STATED TASK A ▸
In the article about Wall Street analysts, rewrite everything from "The settlement reached" down to "supporting towering salaries.", substituting "agreement" for "settlement".
STATED TASK B ▸
In the article about Wall Street analysts, what average pay does Alan Johnson estimate top Wall Street stock pickers fell to last year?
STATED TASK C ▸
Extend the article about Wall Street analysts from the point where it stops.

EXTRACTED TEXT ▸
Analysts get downgraded Reputations crash, pay plummets; say goodbye to TV, hello to obscurity By Stephen Gandel Crains NY
HAVEN'T I SEEN YOU SOMEPLACE? Henry Blodget has taken his stock-picking star turns, but TV no longer beckons, investors and Eliot Spitzer have turned up the heat, and many of his peers want out.
Jeffrey Evans, president of the New York Society of Security Analysts, has seen the future, and frankly, it worries him.
"The era of the celebrity analyst is over," says Mr. Evans. "The economics of research post-Enron and post-Spitzer is that fewer firms will be providing stock analysis."
The settlement reached last week between Merrill Lynch & Co. and New York state Attorney General Eliot Spitzer has delivered the final blow to research analysts. By driving a wedge between investment banking revenues and research pay, the deal will effectively slice through the last bulwark supporting towering salaries.
Coming on top of the bear market, massive miss-calls on dot-coms, and "buy" ratings on nearly-bankrupt telecoms, the settlement marks the end of the salad days for Wall Street's analysts, who had enjoyed seven- and eight-digit wages, frequent TV appearances and rock-star status.
Without the huge fees they formerly earned from helping investment bankers land deals, says Alan Johnson, a top Wall Street compensation consultant, analysts' pay could "drop like a stone."
For the analyst community, the damage reaches far beyond a mere handful of erstwhile stars whose standing-and income-have taken a terrific beating. The Spitzer-forced restrictions will add fresh impetus to an already vicious downward spiral. Mr. Johnson estimates that pay for top Wall Street stock pickers last year fell to an average of $800,000. That is less than half the $2 million average of the year before.

COLLECTED MATERIAL ▸
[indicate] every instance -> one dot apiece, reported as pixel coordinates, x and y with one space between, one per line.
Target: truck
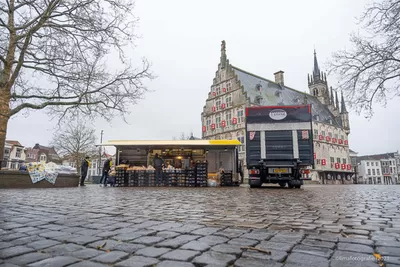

REPLY A ▸
The agreement reached last week between Merrill Lynch & Co. and New York state Attorney General Eliot Spitzer has delivered the final blow to research analysts. By driving a wedge between investment banking revenues and research pay, the deal will effectively slice through the last bulwark supporting towering salaries.

REPLY B ▸
$800,000

REPLY C ▸
The new rules-such as barring analysts from being paid more for bringing in investment banking deals-could push salaries as low as $400,000, according to Mr. Johnson. That's not exactly penury, but it may make it mighty tough to keep up payments on all those Park Avenue duplexes and McMansions in the Hamptons.
Analysts' reputations have already hit skid row. They now find themselves all but shunned by a once-fawning media. "We are using far fewer analysts than we used to," says Ellen Egeth, a senior news editor at CNBC. "We're much less likely to peg a story on an analyst upgrade or downgrade now."
It gets worse. CNBC's morning show lampoons analysts as mindless, hapless creatures. Its regular reports of yet another analyst's stock pick gone awry are accompanied by footage of penguins following each other in a neat row as they lumber from land to icy water.
"I don't think analysts will ever have the same high-profile roles with the public," says Roger Coffin, who heads the securities industry regulatory practice at PricewaterhouseCoopers. "I doubt we will see that cult of personality again."
Nothing better illustrates that sea change than the fate of Wall Street's erstwhile superstars. Before the 1990s, few investors could name a single brokerage firm analyst. Then came the Internet bubble. As technology stocks took off, so, too, did the reputations of wildly bullish, putative stock seers such as Henry Blodget, Jack Grubman and Mary Meeker.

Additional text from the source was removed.